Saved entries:
%%

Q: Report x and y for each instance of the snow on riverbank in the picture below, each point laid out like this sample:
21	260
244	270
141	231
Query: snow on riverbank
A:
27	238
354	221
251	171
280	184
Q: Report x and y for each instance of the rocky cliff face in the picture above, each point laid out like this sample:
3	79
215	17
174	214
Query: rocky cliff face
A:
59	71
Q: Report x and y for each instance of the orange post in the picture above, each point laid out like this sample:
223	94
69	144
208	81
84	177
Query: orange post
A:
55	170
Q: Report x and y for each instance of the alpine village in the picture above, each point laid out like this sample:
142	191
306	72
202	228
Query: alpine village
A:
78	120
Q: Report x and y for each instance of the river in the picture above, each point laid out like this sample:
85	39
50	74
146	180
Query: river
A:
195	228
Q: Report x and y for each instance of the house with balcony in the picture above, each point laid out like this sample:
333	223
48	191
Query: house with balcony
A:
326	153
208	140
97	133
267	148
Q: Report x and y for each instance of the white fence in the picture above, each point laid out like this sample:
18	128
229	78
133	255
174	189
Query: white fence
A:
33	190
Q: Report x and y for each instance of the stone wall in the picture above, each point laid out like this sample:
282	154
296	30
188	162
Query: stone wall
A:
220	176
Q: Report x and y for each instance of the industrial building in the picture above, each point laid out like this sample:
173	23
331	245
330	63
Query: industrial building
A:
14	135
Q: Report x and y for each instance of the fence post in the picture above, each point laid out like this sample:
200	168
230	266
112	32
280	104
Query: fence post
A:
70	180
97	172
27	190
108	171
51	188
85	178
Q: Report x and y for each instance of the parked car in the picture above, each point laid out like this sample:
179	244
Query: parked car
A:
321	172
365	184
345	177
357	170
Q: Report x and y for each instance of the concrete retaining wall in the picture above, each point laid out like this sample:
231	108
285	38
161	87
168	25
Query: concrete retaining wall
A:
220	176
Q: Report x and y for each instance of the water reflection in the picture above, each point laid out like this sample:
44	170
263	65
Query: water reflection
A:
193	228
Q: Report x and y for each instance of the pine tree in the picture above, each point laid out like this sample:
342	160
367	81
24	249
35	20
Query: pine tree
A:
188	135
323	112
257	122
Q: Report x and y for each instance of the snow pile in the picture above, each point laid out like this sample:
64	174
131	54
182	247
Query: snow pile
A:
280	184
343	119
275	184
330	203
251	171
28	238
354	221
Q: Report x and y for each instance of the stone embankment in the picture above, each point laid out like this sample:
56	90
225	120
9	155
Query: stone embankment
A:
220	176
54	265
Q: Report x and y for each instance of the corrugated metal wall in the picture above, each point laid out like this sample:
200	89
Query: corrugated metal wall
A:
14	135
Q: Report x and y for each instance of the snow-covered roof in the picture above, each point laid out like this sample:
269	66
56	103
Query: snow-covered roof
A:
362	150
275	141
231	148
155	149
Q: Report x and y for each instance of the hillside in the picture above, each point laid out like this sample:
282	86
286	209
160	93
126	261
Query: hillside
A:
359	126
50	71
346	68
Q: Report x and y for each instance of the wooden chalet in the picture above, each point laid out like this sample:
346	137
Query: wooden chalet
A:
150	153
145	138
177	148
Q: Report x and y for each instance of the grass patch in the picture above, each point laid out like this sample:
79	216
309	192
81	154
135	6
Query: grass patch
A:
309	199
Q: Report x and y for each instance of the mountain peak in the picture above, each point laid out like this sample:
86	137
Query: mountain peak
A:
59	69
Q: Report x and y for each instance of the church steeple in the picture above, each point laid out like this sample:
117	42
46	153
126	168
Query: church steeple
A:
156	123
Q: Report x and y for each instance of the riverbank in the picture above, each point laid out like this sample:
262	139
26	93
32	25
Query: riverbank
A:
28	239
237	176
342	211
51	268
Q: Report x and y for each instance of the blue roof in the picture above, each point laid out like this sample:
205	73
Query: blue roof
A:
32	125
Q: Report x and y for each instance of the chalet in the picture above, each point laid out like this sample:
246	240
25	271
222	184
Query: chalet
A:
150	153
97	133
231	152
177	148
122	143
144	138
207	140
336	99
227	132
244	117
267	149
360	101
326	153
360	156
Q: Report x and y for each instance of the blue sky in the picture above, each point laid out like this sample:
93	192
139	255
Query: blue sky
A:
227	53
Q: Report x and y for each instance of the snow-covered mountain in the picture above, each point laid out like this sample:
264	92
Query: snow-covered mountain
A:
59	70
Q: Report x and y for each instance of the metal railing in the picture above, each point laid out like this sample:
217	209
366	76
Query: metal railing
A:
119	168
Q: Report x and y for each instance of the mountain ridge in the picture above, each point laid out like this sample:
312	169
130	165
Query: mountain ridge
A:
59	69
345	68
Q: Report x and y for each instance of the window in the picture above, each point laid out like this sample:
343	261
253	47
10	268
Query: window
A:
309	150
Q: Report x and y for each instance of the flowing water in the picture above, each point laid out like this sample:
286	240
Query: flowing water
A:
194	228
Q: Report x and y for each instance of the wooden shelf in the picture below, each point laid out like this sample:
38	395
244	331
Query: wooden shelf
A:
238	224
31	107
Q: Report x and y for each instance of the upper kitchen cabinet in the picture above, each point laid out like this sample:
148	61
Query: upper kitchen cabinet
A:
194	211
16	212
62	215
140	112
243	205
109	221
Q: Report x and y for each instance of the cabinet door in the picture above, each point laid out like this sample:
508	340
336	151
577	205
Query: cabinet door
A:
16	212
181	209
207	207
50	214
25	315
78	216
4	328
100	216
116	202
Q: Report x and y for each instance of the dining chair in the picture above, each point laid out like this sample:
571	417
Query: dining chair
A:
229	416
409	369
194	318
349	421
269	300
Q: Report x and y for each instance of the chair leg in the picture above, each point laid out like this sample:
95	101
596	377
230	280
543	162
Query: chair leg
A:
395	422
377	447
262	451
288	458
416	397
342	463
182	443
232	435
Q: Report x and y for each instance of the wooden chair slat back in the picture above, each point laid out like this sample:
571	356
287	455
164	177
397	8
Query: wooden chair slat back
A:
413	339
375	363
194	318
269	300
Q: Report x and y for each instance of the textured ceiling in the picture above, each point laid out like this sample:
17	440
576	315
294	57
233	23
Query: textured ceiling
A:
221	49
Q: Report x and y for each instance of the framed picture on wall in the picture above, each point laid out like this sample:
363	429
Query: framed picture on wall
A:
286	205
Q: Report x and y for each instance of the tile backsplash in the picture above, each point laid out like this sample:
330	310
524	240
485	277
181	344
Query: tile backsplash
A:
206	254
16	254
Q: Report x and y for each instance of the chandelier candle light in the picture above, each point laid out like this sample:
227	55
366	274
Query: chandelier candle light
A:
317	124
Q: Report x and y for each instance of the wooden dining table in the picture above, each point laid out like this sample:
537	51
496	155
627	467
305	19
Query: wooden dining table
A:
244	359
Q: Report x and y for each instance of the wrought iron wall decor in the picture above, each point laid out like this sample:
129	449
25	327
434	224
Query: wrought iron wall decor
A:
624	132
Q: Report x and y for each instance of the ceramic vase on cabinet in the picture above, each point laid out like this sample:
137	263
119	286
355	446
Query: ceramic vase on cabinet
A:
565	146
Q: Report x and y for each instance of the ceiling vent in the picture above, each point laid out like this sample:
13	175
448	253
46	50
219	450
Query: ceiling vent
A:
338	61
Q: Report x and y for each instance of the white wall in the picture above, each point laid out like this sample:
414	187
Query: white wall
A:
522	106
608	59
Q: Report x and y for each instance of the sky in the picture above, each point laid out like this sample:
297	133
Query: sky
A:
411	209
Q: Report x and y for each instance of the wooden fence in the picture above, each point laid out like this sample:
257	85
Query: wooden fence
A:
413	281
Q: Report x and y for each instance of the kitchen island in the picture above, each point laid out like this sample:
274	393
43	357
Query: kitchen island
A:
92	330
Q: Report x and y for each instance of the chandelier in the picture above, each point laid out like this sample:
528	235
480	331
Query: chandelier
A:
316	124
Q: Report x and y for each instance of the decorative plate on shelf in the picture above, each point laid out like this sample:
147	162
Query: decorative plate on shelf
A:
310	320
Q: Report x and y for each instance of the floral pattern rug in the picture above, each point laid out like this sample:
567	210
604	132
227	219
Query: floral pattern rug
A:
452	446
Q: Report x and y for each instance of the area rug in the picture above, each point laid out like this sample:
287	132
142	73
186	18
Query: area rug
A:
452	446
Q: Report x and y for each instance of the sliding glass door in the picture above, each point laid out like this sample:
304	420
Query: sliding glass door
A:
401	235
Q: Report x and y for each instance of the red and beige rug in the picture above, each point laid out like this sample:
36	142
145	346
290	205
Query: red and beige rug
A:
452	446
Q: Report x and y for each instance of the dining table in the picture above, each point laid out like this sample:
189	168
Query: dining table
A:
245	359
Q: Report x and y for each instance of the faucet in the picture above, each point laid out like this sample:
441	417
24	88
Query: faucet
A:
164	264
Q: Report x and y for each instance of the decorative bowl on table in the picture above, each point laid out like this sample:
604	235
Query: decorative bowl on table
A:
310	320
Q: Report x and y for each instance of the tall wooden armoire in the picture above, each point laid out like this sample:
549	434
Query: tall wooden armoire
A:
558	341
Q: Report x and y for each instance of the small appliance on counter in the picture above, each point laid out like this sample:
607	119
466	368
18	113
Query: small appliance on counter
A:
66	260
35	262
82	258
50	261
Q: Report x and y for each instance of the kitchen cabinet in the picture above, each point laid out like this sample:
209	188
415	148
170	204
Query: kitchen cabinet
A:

%%

Only the lines containing the word "glass" should be returned from the data above.

### TASK RESULT
Q: Report x and y for each instance of the sliding glass door in the picture above, each point laid out like this sample:
Query: sliding glass door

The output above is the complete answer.